Labeled contour entries:
/---
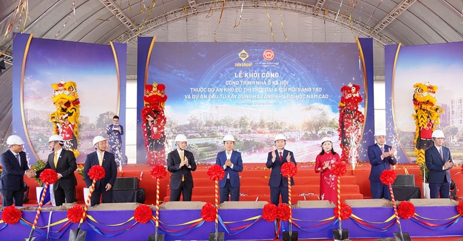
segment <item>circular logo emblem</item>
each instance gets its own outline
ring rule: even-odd
[[[270,49],[267,49],[264,51],[264,59],[267,61],[270,61],[273,59],[275,56],[275,54]]]

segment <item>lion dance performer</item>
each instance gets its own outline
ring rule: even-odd
[[[79,136],[79,116],[80,101],[77,95],[77,84],[73,81],[61,80],[58,84],[52,84],[52,100],[56,110],[49,115],[53,123],[54,134],[59,135],[64,140],[64,147],[74,152],[77,157]]]
[[[165,144],[166,116],[164,104],[167,100],[166,87],[162,84],[153,83],[145,86],[143,95],[144,106],[141,110],[143,137],[148,153],[146,163],[154,166],[166,165]]]
[[[416,126],[414,143],[416,154],[416,164],[424,163],[424,151],[433,145],[431,138],[432,131],[439,123],[439,115],[443,111],[440,106],[436,104],[435,97],[437,87],[432,85],[429,82],[426,84],[418,83],[413,86],[413,108],[412,114]]]
[[[361,138],[365,117],[358,110],[358,104],[363,98],[360,95],[360,86],[349,83],[341,88],[339,102],[339,140],[341,141],[341,161],[350,162],[352,167],[358,161],[358,145]],[[354,158],[349,161],[349,157]],[[353,163],[352,163],[353,162]]]

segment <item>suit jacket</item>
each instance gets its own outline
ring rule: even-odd
[[[275,161],[272,162],[272,151],[269,152],[268,156],[267,158],[267,163],[266,166],[267,166],[267,168],[272,168],[272,172],[270,173],[270,178],[269,180],[269,186],[274,188],[277,188],[280,186],[280,183],[282,182],[283,184],[284,187],[288,187],[288,179],[287,177],[283,176],[282,174],[282,166],[285,162],[288,161],[286,160],[286,157],[288,155],[291,155],[291,161],[293,162],[294,165],[297,165],[296,163],[296,161],[294,159],[294,154],[293,154],[292,151],[286,149],[283,149],[283,153],[282,154],[282,156],[283,157],[283,160],[280,159],[280,153],[278,153],[278,150],[275,150],[275,154],[277,154],[277,158],[275,159]],[[291,178],[291,186],[294,185],[294,180],[292,178]]]
[[[24,176],[25,171],[29,170],[26,153],[19,152],[21,166],[16,156],[9,149],[0,155],[0,162],[2,171],[0,177],[0,189],[11,191],[19,191],[24,188]]]
[[[428,176],[428,182],[429,183],[442,183],[444,182],[444,177],[447,178],[449,183],[452,182],[450,168],[447,170],[442,170],[442,167],[444,166],[445,162],[449,160],[453,161],[452,155],[448,148],[445,146],[442,146],[442,148],[444,160],[442,160],[439,151],[437,150],[437,147],[435,146],[428,148],[424,152],[426,166],[429,172],[429,176]]]
[[[85,185],[87,187],[92,186],[92,183],[93,182],[93,180],[90,179],[88,176],[88,171],[90,171],[90,168],[96,165],[99,165],[100,162],[98,161],[98,154],[97,153],[97,151],[95,151],[87,155],[85,164],[84,164],[83,171],[84,181],[85,181]],[[114,187],[116,177],[117,175],[117,167],[114,159],[114,154],[105,151],[103,152],[103,162],[101,166],[105,169],[105,177],[95,183],[95,189],[97,189],[100,187],[104,189],[108,183]]]
[[[188,168],[187,166],[183,166],[180,168],[180,155],[176,149],[171,151],[167,155],[167,170],[172,173],[171,176],[171,189],[178,189],[181,184],[181,177],[183,176],[185,180],[183,183],[187,188],[192,189],[193,176],[191,171],[196,170],[196,163],[194,162],[194,157],[193,153],[186,150],[183,150],[183,156],[188,158]]]
[[[389,151],[392,148],[390,145],[384,145],[384,151]],[[379,176],[385,170],[391,170],[391,165],[395,165],[397,160],[395,157],[388,156],[381,160],[383,152],[378,144],[368,146],[368,159],[371,164],[371,170],[370,171],[370,177],[368,179],[374,182],[380,182]]]
[[[217,153],[217,158],[216,158],[216,164],[220,165],[223,167],[225,165],[225,162],[227,161],[227,154],[226,151],[221,151]],[[236,188],[239,187],[239,174],[238,172],[243,171],[243,160],[241,158],[241,153],[234,150],[232,151],[232,157],[230,158],[232,163],[233,164],[233,169],[230,167],[227,167],[225,168],[225,176],[224,178],[219,181],[219,187],[224,188],[227,183],[227,177],[229,174],[230,175],[230,184],[232,187]]]
[[[53,161],[54,157],[54,152],[48,155],[48,160],[45,164],[45,168],[37,172],[37,177],[40,177],[40,173],[44,170],[51,168],[62,175],[62,177],[58,179],[58,181],[53,185],[54,190],[58,190],[58,187],[63,189],[75,188],[75,186],[77,186],[77,180],[75,178],[74,171],[77,169],[77,164],[75,162],[74,152],[62,149],[61,154],[58,157],[57,166],[55,166],[55,162]]]

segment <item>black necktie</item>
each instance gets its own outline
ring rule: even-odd
[[[18,160],[18,163],[19,164],[19,166],[20,167],[21,166],[21,161],[19,160],[19,154],[16,154],[14,155],[16,156],[16,159]]]

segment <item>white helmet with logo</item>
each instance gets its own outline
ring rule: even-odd
[[[186,137],[182,134],[177,135],[176,137],[175,137],[175,142],[186,142]]]
[[[384,129],[379,129],[375,131],[375,137],[378,137],[380,136],[386,136],[386,130],[384,130]]]
[[[13,135],[8,137],[6,139],[6,145],[24,145],[24,141],[19,136]]]
[[[95,137],[95,138],[93,138],[93,145],[97,145],[97,143],[103,141],[106,141],[106,139],[101,136],[97,136]]]
[[[431,136],[431,137],[433,138],[444,138],[445,137],[444,136],[444,132],[440,130],[436,130],[435,131],[432,132],[432,135]]]
[[[48,139],[49,143],[52,142],[59,142],[60,143],[63,143],[64,140],[62,139],[62,137],[59,135],[53,135],[50,136],[50,138]]]
[[[279,140],[283,140],[284,141],[286,141],[286,137],[283,134],[277,134],[275,135],[275,138],[274,139],[274,141],[276,142]]]
[[[329,137],[324,137],[323,139],[322,139],[322,145],[323,145],[325,142],[330,142],[333,144],[333,141],[331,141],[331,139],[330,139]]]
[[[227,134],[224,137],[224,142],[234,142],[234,138],[232,134]]]

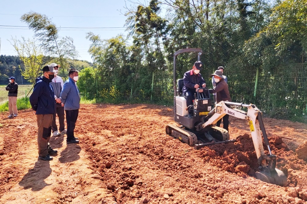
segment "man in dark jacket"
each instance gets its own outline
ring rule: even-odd
[[[184,85],[182,87],[182,94],[186,98],[187,106],[193,105],[194,94],[196,93],[196,89],[206,87],[206,82],[199,73],[203,67],[201,61],[196,61],[194,63],[192,69],[185,73],[183,75]],[[188,117],[191,118],[193,117],[193,110],[189,108],[188,111]]]
[[[5,89],[9,91],[9,111],[10,115],[9,118],[12,118],[18,116],[18,111],[17,110],[17,93],[18,92],[18,84],[15,82],[15,78],[12,76],[9,78],[10,83]]]
[[[44,75],[36,79],[33,93],[30,97],[32,109],[36,111],[38,127],[38,158],[47,161],[53,159],[50,154],[57,153],[57,151],[51,149],[49,142],[55,105],[54,93],[50,82],[54,76],[55,72],[52,66],[44,66],[43,68]]]
[[[227,101],[231,102],[230,95],[228,90],[228,84],[225,81],[223,77],[223,72],[219,70],[216,70],[214,73],[211,75],[211,76],[214,77],[214,81],[216,83],[215,87],[212,89],[209,89],[210,94],[216,93],[216,103],[218,103],[222,101]],[[226,114],[223,117],[223,128],[228,131],[228,126],[229,125],[229,116]],[[221,125],[222,119],[218,121],[216,125],[220,127]]]
[[[78,138],[75,137],[74,133],[80,108],[80,93],[76,83],[78,79],[79,74],[76,69],[72,69],[69,70],[68,75],[69,78],[64,83],[63,90],[60,95],[66,113],[67,125],[66,143],[79,143]]]

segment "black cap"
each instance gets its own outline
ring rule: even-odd
[[[195,65],[196,69],[200,71],[204,67],[204,65],[203,64],[203,63],[200,61],[196,61],[194,63],[194,65]]]
[[[53,67],[47,65],[43,68],[43,72],[56,72],[56,71],[53,69]]]

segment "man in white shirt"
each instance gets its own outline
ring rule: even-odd
[[[60,76],[58,76],[59,68],[61,66],[60,65],[52,63],[50,65],[53,67],[56,72],[54,73],[54,78],[52,80],[50,84],[52,86],[54,92],[54,99],[56,101],[55,110],[53,114],[53,120],[52,121],[52,135],[54,136],[59,136],[66,133],[66,130],[65,128],[64,120],[64,107],[62,106],[62,102],[60,98],[60,94],[63,89],[63,80]],[[60,128],[58,129],[56,124],[56,114],[59,117],[59,123]]]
\---
Requirement: Pull out every line of the material above that contains the word "logo".

Complete output:
segment <item>circular logo emblem</item>
segment <item>white helmet with logo</item>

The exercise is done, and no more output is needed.